--- Given information ---
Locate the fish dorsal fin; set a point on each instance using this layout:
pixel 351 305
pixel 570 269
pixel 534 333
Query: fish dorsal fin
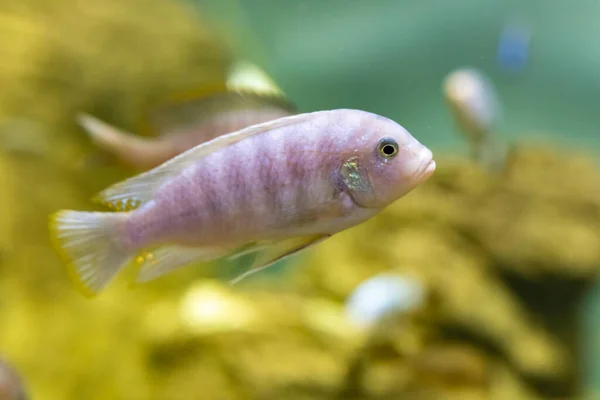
pixel 141 188
pixel 173 117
---
▸ **Short problem**
Copy the material above line for line, leaving out the picture.

▸ **Problem solution**
Locate the fish dorsal fin; set a point on each instance using this layout:
pixel 351 305
pixel 570 269
pixel 534 333
Query: fish dorsal fin
pixel 141 188
pixel 173 117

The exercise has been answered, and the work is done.